=== EXERCISE DETAILS ===
Repeat the records below exactly, leaving out every picture.

Stored items from a collection:
┌────────
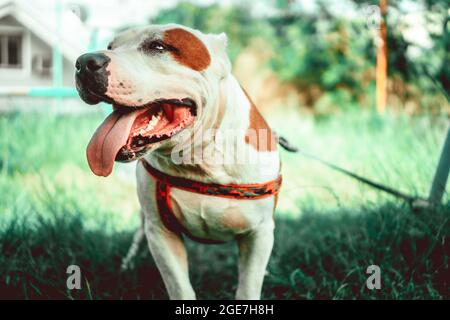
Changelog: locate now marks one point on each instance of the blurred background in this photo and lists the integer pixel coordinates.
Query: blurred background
(362, 84)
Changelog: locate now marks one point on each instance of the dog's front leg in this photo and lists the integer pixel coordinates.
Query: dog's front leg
(254, 254)
(170, 255)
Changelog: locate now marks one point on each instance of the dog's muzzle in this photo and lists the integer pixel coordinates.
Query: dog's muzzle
(91, 77)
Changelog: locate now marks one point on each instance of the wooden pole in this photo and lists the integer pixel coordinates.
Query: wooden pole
(382, 61)
(441, 175)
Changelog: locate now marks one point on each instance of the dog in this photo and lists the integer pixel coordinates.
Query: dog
(168, 85)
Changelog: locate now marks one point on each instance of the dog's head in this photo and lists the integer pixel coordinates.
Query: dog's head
(160, 81)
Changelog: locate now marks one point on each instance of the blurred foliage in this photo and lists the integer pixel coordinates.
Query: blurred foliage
(330, 59)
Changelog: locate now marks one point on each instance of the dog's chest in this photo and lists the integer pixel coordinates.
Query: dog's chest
(206, 216)
(219, 218)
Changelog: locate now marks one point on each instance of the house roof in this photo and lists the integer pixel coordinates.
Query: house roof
(70, 33)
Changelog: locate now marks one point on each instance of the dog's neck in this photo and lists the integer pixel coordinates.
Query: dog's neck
(230, 115)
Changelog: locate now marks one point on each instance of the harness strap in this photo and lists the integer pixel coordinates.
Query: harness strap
(233, 191)
(165, 182)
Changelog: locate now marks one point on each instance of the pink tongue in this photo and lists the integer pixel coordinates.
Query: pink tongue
(107, 141)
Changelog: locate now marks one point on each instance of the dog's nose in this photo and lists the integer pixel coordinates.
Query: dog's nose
(92, 62)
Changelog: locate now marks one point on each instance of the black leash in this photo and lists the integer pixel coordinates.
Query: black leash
(410, 199)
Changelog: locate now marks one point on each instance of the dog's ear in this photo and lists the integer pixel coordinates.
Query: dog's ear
(218, 47)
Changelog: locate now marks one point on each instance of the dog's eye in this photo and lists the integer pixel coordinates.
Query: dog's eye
(153, 46)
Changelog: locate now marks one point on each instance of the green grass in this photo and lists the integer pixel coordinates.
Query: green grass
(54, 213)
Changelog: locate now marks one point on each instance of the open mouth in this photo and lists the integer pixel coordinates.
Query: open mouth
(128, 132)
└────────
=== FINISHED EXERCISE ===
Changelog: locate now marks one point on each instance of the blurred background in this photo and lists the integer pixel coordinates.
Query: blurred background
(362, 84)
Changelog: locate now marks one point on each instance of the dog's front leg in this photo and lists the integer pixel coordinates.
Query: dog's front leg
(254, 254)
(170, 255)
Changelog: locate now marks one point on each instance of the dog's muzzle in this photo and lists the integer pixel coordinates.
Query: dog's muzzle
(91, 77)
Changelog: locate now marks one point on each instance of the wooden pole in this photo and lists the integer pixel coordinates.
Query: wooden pole
(382, 61)
(441, 175)
Changelog: locate now marks one point on each instance of the dog in this photo and lists the integer pixel coordinates.
Query: dog
(168, 85)
Changelog: locate now marks one point on each instance of the dog's head in this photo and lists the integer pixel coordinates.
Query: dog's head
(160, 81)
Changelog: locate now marks one point on each instance of the blurred foliage in this photo and lists the integer pixel coordinates.
Query: blurred foliage
(330, 59)
Changelog: locate now marks one point on each instance of the dog's chest in this photo and lists the integer pixel coordinates.
Query: dog's chest
(206, 216)
(219, 218)
Changelog: locate now marks one point on each instance of the house roof in this photo and lists the integer pixel coordinates.
Query: house roof
(70, 33)
Changelog: locate now marks one point on each instance of the dog's neck in this photo and lists the integer pixel coordinates.
Query: dog's neck
(230, 115)
Changelog: locate now marks one point on each instance of the harness strap in this photo and lists the integer pixel coordinates.
Query: harness strap
(233, 191)
(165, 182)
Changelog: locate now marks one point on each instance of the pink tongue in this photo and lists the integer pixel coordinates.
Query: pink tongue
(107, 141)
Changelog: locate now marks one point on each instance of the dog's nose in this photo and lists the integer pixel coordinates.
Query: dog's nose
(92, 62)
Changelog: locate now marks one point on each instance of the black leash in this photo and lists the integer pixel coordinates.
Query: black leash
(410, 199)
Changelog: locate now marks one point on each instance of the dog's ear in this photo and lists the integer pixel coordinates.
Query: dog's ear
(218, 47)
Changelog: locate now marks one point on each instance of the dog's eye in this photo and lists the integer pixel coordinates.
Query: dog's eye
(153, 46)
Changelog: locate now marks one point on each instance of the green grass in this photo and lists the integer pixel coordinates.
Query: green grass
(54, 213)
Changelog: locate now marks one point on each instance of the open mouth in this photo and lists the integer pixel coordinates.
Query: open mouth
(128, 132)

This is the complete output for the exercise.